What you will do.
Quote each of the records below verbatim, line for line, without altering any character.

== Data section

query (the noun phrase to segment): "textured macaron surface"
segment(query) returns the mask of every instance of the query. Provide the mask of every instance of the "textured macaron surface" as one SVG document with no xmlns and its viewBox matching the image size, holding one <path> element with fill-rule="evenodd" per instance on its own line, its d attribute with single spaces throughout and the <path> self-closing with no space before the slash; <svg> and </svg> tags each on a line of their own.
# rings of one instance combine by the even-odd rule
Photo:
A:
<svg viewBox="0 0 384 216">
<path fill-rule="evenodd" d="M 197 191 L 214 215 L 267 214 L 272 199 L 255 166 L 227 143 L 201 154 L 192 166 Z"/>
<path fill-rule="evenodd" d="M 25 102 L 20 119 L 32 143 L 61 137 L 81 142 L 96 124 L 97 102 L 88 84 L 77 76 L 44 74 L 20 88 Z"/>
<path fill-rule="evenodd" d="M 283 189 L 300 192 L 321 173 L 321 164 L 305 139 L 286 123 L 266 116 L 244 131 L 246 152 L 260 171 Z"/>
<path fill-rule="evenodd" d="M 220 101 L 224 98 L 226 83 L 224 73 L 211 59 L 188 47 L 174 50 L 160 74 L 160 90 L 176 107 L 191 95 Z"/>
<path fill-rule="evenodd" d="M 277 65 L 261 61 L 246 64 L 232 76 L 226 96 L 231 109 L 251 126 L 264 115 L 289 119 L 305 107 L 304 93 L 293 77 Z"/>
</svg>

====

Full output.
query (the noun phrase to segment): "textured macaron surface"
segment(query) returns the mask of every instance of the query. Provide the mask of every instance of the "textured macaron surface" as one SVG document with no xmlns and its viewBox matching the image size, holding one <path> element with fill-rule="evenodd" per instance on its own line, its d attribute with single spaces throughout and the <path> self-closing with no space before the slash; <svg> and </svg> tags each on a line of their own.
# rings of one instance combine by the even-odd rule
Photo:
A:
<svg viewBox="0 0 384 216">
<path fill-rule="evenodd" d="M 197 191 L 214 215 L 267 214 L 272 199 L 255 166 L 227 143 L 201 154 L 192 166 Z"/>
<path fill-rule="evenodd" d="M 25 102 L 20 119 L 32 143 L 61 137 L 81 142 L 96 124 L 97 102 L 88 84 L 77 76 L 44 74 L 20 88 Z"/>
<path fill-rule="evenodd" d="M 283 189 L 300 192 L 321 173 L 321 164 L 305 139 L 286 123 L 266 116 L 244 131 L 246 152 L 260 171 Z"/>
<path fill-rule="evenodd" d="M 220 101 L 224 98 L 226 83 L 224 73 L 211 59 L 188 47 L 174 50 L 160 74 L 160 90 L 176 107 L 191 95 Z"/>
<path fill-rule="evenodd" d="M 277 65 L 261 61 L 246 64 L 232 76 L 226 96 L 231 109 L 251 126 L 264 115 L 289 119 L 305 107 L 304 93 L 293 77 Z"/>
</svg>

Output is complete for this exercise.